[Exercise description]
Without skipping a line, reproduce the entries exactly.

[Stored items from a collection]

____________________

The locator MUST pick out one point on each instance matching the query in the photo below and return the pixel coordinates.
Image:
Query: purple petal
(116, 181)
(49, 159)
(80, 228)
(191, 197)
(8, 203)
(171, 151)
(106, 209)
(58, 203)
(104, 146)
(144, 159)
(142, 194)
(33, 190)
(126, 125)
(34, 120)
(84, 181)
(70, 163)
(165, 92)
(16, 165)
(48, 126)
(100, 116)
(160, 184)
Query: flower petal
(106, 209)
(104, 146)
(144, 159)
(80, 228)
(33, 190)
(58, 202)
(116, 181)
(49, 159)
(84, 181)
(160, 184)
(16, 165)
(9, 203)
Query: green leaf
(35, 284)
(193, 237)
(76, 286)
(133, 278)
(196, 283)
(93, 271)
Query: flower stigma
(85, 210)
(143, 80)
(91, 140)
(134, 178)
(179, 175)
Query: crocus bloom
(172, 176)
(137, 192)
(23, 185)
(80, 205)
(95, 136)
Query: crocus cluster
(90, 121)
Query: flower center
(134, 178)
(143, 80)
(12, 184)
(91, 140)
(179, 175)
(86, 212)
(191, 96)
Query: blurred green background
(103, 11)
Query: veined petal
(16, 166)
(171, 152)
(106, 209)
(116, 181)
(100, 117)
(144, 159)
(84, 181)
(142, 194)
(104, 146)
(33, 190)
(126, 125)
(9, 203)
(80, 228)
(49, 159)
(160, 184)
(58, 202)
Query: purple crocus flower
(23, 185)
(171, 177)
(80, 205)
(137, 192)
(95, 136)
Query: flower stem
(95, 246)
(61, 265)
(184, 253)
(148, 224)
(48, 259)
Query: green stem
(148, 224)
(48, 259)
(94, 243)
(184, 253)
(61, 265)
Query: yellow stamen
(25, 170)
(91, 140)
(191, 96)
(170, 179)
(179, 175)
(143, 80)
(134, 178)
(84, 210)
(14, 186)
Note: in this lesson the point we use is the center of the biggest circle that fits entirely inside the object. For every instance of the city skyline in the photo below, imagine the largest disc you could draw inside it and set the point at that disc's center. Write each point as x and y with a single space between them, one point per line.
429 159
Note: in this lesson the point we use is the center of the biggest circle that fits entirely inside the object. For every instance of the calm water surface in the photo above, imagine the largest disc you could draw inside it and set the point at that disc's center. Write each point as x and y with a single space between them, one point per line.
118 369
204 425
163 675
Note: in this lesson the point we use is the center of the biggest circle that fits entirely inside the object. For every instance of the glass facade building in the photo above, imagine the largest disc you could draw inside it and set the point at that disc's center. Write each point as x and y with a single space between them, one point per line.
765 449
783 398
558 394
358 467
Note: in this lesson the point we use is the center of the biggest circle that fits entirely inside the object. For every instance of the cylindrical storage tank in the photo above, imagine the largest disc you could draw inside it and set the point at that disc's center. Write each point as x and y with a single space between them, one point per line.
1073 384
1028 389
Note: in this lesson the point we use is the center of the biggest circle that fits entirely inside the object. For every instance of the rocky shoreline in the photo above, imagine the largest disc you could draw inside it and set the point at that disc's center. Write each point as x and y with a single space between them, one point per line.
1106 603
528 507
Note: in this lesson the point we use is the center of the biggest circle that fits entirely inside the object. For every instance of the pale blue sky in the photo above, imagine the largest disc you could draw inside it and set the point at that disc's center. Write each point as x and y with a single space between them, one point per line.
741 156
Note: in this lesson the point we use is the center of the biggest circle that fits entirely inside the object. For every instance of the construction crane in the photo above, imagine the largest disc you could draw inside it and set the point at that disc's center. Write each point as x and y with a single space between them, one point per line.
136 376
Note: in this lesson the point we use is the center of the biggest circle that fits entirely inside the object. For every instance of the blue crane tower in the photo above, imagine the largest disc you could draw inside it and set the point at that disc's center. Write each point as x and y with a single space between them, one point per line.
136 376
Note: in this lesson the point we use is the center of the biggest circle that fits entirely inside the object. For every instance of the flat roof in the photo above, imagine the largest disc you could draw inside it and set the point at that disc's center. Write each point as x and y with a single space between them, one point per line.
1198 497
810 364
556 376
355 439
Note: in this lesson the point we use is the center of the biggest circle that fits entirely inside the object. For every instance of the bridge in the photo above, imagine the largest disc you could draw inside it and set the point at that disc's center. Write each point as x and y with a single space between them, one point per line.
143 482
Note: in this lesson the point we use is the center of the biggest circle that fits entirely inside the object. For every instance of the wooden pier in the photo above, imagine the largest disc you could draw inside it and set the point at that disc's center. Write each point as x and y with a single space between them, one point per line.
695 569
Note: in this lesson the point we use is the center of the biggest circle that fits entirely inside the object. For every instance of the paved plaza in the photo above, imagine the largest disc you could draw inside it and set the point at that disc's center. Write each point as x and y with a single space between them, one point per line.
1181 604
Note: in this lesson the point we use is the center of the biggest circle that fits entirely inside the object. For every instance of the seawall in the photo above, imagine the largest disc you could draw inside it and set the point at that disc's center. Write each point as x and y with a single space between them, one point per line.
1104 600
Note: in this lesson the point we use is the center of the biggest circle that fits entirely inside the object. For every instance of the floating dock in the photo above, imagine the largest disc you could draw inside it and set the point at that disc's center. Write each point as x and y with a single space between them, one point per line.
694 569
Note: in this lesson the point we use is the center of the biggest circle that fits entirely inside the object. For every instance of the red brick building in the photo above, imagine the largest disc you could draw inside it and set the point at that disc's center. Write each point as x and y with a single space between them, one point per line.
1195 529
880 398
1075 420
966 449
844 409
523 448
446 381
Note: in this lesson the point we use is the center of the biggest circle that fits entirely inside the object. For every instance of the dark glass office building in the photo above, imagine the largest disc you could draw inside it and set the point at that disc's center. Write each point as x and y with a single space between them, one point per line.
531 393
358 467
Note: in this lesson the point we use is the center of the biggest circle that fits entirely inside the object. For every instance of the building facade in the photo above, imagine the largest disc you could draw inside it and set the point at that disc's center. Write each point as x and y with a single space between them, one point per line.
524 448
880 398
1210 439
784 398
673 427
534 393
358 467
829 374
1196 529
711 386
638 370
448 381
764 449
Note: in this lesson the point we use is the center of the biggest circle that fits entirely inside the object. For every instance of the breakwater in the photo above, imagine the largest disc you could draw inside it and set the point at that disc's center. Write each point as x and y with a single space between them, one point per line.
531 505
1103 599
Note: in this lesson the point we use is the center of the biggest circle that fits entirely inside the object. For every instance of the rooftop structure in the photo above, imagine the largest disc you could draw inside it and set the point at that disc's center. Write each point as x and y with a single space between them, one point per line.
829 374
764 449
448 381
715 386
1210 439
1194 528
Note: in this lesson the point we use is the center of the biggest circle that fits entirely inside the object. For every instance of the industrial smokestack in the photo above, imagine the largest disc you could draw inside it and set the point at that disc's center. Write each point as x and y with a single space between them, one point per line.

____________________

[Solution]
The locator MUST pick out one point on each instance matching the query in the photo below and return the pixel coordinates.
Image:
Query: purple petal
(116, 181)
(49, 159)
(80, 228)
(191, 197)
(8, 203)
(171, 151)
(106, 209)
(58, 203)
(104, 146)
(144, 159)
(142, 194)
(33, 190)
(126, 125)
(34, 120)
(84, 181)
(70, 163)
(165, 92)
(16, 165)
(48, 126)
(100, 116)
(160, 184)
Query: flower petal
(106, 209)
(104, 146)
(144, 159)
(80, 228)
(33, 190)
(58, 202)
(116, 181)
(49, 159)
(84, 181)
(160, 184)
(16, 165)
(9, 203)
Query: green leaf
(35, 284)
(193, 237)
(76, 286)
(133, 278)
(196, 283)
(93, 271)
Query: flower stigma
(85, 210)
(143, 80)
(91, 140)
(134, 178)
(179, 175)
Query: crocus bloom
(172, 176)
(137, 192)
(23, 185)
(80, 205)
(95, 136)
Query: crocus cluster
(90, 121)
Query: flower center
(134, 178)
(143, 80)
(12, 184)
(91, 140)
(179, 175)
(86, 212)
(191, 96)
Query: blurred green background
(103, 11)
Query: veined petal
(16, 166)
(171, 152)
(106, 209)
(116, 181)
(100, 117)
(144, 159)
(84, 181)
(142, 194)
(104, 146)
(33, 190)
(126, 125)
(9, 203)
(80, 228)
(49, 159)
(160, 184)
(58, 202)
Query: purple crocus flower
(23, 185)
(171, 177)
(80, 205)
(137, 192)
(95, 136)
Query: flower stem
(95, 246)
(61, 265)
(184, 253)
(148, 224)
(48, 259)
Query: green stem
(148, 224)
(48, 259)
(94, 243)
(184, 253)
(61, 265)
Query: yellow stamen
(25, 170)
(91, 140)
(191, 96)
(170, 179)
(179, 175)
(143, 80)
(134, 178)
(84, 210)
(14, 186)
Note: in this lesson the point we use is the center of the biggest circle that fits entirely inside the object. For every instance of the city skyline in the photo below, imagine the largest disc you could draw inside it and set the point at that disc's center. Write each point as x and y with a single space between them, one point per line.
429 159
Note: in this lesson the point we use is the center of the biggest circle that fits entirely inside the object. For every instance of the calm water surface in the photo above, imagine the largest disc you could draw inside it and set the point at that disc's center. Write each point as x and y with a single space between them, one point per line.
118 369
204 425
163 675
Note: in this lesson the point we use is the center of the biggest circle that fits entirely inside the object. For every instance of the glass facade building in the photo above, imagine the largest disc you could draw inside it and set the point at that disc's center. Write each point as x and y with a single space between them, one point per line.
765 449
783 398
558 394
358 467
Note: in this lesson the point we use is the center of the biggest circle that fits entirely inside the object. For every instance of the cylindrical storage tank in the photo above, imagine the largest disc you could draw inside it and set the point at that disc's center. Write each point as x and y with a single space between them, one point per line.
1073 384
1028 389
Note: in this lesson the point we use is the center of the biggest circle that fits entirely inside the object. For every instance of the rocky shoreline in the photo above, imagine the largest disc you could draw inside it and set the point at that disc's center. Write each point as x and y with a single space between them, one point per line.
1106 603
528 507
Note: in this lesson the point we use is the center of the biggest circle that fits entirely inside the object. For every instance of the pale blue sky in the photo above, imagine the largest disc you could draw inside it and set the point at that disc's center. Write each point as x and y with a single space between them, one point per line.
741 156
Note: in this lesson the point we use is the center of the biggest circle that fits entirely inside the object. For every instance of the construction crane in the photo above, imagine the largest disc you could draw inside it and set the point at that disc's center. Write each point as x and y with a single space between them, one point per line.
136 376
Note: in this lesson the point we use is the center of the biggest circle that fits entirely inside the object. For every instance of the blue crane tower in the photo above, imagine the largest disc you could draw inside it and set the point at that disc's center. Write each point as x and y with a single space between them, one point per line.
136 376
Note: in this lesson the point we use is the center of the biggest circle that fits entirely inside the object. For every instance of the flat roof in the photo above, imagine the largest disc you could draw inside it and set the point at that disc's center. Write each point as x and y with a single space between them, one point per line.
1198 497
810 364
556 376
355 439
Note: in this lesson the point we use is the center of the biggest circle that fits entirely inside the object. For every instance of the bridge in the photo above, imagine the largest disc you could draw inside it and set the point at that disc's center. Write each point as x and y with a single space between them, one point per line.
143 482
Note: in this lesson the point we use is the center of the biggest circle that fits entirely inside the object. For every instance of the wooden pier in the photo above, imagine the largest disc you could draw inside it and set the point at that disc's center. Write each point as x and y with a single space between them, one point per line.
695 569
Note: in this lesson the point we use is the center of the biggest circle that fits entirely inside the object. For every instance of the paved plaza in the photo above, imagine the largest disc you could draw inside it and set the point at that disc's center. Write each point as x and y with a single space between them, one point per line.
1181 604
Note: in this lesson the point we use is the center of the biggest circle that fits entirely inside the object. For every instance of the seawall in the photo above, imagine the largest disc you could draw inside it and set the point at that disc's center. Write each point as x and y with a single space between them, one point per line.
1104 600
Note: in this lesson the point we use is the center of the biggest circle that fits entirely inside the object. For every instance of the floating dock in the photo above, imagine the largest disc you could draw inside it and set the point at that disc's center. Write each point as x and y with a single space between them, one point per line.
694 569
Note: in this lesson the point we use is the center of the biggest circle that fits entirely inside the object. For every instance of the red brick building in the photo above, imagine the largest disc you could draw inside it and set the point at that disc's center. Write each point as x and y with a single space between them, one point per line.
1195 529
880 398
1075 420
966 449
844 409
523 448
446 381
Note: in this lesson the point we use is the center of the biggest circle that fits entirely inside the object. For every instance of the dark glass office building in the photo above, imagine the largest disc you could draw inside it and set the point at that disc's center. Write each point as x and y with a single space between them, one point per line.
531 393
358 467
Note: in this lesson the point we use is the center of the biggest circle that fits entirely inside the object. For every instance of the building facade in the photo above, imagine the largest disc you could draw inside it and set the point at that disc's center. Write each point as x and y with a single space between them, one point per line.
524 448
880 398
1210 439
784 398
673 427
534 393
358 467
829 374
1196 529
711 386
638 370
448 381
764 449
Note: in this lesson the point we use is the center of the biggest circle that fits entirely inside the object. For every instance of the breakwater in the photo above, imagine the largest disc you could draw inside it and set the point at that disc's center. Write each point as x and y with a single space between them, one point per line.
531 505
1103 599
Note: in this lesson the point we use is the center of the biggest circle that fits entirely inside the object. For every instance of the rooftop structure in the photo above, imagine the largest disc you could draw inside it and set the point at that disc's center. Write each point as x and y with a single space between them, one point per line.
829 374
764 449
448 381
715 386
1210 439
1194 528
Note: in this lesson the point we use is the center of the biggest circle that fits entirely inside the object. For every instance of the industrial smokestack in the photo above, imagine the largest disc you could draw inside it and set the point at that disc's center. Write each point as x and y with a single space between them, one point per line.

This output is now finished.